- **DATA SECTION**
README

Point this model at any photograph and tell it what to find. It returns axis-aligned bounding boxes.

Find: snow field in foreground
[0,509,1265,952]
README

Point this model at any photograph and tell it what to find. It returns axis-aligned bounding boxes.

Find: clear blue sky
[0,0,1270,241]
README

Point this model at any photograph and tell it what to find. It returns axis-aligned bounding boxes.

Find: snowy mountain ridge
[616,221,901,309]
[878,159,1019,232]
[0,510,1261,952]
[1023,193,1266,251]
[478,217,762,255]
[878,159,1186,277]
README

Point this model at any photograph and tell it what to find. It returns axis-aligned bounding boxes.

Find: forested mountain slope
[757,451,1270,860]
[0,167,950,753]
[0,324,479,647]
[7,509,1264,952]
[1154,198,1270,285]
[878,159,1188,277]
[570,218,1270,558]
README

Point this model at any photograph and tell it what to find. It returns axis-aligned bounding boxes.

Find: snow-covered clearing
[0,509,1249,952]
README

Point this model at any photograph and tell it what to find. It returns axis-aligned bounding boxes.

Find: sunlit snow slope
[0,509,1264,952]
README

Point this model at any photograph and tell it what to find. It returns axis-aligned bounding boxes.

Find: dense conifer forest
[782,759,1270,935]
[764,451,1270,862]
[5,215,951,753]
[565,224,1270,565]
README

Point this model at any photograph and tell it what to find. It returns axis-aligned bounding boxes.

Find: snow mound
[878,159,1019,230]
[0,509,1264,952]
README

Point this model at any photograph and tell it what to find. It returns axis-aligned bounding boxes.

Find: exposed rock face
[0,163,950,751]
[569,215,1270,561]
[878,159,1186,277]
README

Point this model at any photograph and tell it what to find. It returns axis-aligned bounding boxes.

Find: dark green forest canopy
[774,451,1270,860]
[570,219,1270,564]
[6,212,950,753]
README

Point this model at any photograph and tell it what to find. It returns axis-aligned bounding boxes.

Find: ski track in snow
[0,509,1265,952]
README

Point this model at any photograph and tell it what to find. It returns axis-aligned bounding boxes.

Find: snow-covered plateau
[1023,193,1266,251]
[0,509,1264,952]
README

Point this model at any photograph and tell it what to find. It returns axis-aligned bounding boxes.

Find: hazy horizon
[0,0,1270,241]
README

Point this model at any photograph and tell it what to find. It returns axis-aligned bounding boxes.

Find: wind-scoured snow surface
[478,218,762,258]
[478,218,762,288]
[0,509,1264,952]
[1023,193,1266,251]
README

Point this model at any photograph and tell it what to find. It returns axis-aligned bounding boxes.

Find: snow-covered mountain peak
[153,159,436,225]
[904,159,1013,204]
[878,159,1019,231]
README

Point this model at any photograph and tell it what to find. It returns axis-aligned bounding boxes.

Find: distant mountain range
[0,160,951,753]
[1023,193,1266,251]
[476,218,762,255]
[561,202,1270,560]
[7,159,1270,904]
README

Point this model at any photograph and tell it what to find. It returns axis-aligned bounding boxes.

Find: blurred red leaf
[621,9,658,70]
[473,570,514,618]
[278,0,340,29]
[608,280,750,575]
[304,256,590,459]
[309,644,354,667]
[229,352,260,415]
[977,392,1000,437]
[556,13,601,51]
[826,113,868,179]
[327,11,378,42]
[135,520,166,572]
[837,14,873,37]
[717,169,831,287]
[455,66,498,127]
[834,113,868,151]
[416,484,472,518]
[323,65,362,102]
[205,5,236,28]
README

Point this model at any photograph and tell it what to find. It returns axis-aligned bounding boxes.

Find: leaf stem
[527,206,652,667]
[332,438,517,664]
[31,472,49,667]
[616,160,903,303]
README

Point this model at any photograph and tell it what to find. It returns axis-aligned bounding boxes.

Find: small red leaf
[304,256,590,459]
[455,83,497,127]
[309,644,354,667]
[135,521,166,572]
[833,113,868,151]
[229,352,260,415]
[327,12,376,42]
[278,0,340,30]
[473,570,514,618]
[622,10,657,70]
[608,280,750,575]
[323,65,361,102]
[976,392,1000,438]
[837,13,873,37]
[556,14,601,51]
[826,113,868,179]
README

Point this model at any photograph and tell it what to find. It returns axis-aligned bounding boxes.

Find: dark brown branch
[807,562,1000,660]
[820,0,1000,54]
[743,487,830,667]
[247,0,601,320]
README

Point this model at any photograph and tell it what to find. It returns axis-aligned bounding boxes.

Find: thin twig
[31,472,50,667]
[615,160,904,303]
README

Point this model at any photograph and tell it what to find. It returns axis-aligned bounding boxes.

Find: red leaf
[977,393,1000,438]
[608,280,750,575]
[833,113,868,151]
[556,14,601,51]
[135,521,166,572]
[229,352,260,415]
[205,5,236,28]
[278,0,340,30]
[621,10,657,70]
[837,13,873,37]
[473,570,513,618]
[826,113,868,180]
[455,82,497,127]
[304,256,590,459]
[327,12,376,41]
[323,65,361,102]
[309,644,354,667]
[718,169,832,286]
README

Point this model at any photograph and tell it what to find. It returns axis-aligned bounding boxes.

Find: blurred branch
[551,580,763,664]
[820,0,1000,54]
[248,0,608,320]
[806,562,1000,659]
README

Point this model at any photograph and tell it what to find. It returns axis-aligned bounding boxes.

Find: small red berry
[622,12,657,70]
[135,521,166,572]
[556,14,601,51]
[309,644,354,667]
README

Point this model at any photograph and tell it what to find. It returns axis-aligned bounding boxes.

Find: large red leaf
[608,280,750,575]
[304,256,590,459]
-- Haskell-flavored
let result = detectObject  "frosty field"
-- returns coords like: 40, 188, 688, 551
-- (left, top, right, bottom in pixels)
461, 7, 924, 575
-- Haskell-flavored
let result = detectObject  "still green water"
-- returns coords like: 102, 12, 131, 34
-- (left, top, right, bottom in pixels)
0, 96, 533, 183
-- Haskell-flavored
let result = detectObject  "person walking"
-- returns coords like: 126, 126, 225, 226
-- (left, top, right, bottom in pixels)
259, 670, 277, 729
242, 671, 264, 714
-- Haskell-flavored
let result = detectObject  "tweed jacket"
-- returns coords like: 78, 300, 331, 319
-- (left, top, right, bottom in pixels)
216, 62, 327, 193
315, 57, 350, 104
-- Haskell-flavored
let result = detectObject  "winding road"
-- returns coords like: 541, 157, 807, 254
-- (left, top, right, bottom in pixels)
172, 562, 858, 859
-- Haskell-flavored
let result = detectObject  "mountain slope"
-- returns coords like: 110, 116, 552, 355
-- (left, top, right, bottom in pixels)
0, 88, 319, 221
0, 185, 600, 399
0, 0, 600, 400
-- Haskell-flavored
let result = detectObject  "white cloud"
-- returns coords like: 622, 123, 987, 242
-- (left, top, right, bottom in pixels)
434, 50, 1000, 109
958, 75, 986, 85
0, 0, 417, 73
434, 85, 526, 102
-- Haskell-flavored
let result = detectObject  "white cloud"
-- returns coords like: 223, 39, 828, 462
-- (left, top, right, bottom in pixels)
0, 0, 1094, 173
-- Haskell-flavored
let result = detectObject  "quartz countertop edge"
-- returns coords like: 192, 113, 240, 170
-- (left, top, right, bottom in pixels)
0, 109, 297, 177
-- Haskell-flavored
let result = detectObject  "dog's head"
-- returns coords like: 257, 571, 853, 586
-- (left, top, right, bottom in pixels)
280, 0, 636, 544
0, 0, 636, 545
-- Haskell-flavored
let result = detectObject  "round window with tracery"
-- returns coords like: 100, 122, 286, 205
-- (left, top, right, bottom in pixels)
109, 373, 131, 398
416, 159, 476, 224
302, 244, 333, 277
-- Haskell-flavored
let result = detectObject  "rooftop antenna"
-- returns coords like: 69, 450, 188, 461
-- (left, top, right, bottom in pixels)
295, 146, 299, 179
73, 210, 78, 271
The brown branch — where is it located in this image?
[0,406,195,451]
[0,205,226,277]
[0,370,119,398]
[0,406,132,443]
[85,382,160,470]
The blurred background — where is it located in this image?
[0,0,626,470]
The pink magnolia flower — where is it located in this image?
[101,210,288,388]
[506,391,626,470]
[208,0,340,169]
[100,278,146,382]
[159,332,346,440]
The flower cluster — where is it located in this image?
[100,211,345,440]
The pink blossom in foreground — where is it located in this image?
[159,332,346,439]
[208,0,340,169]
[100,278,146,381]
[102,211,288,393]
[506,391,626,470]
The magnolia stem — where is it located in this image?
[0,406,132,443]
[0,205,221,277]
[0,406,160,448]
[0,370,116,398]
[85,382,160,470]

- **DIRECTIONS FOR THIS TASK**
Locate every line above that contains the string "flower", matching case, and copy each one.

- **FINAL RESULT**
The pink magnolia flower — where is it located in this image?
The flower cluster — where is it located in this image?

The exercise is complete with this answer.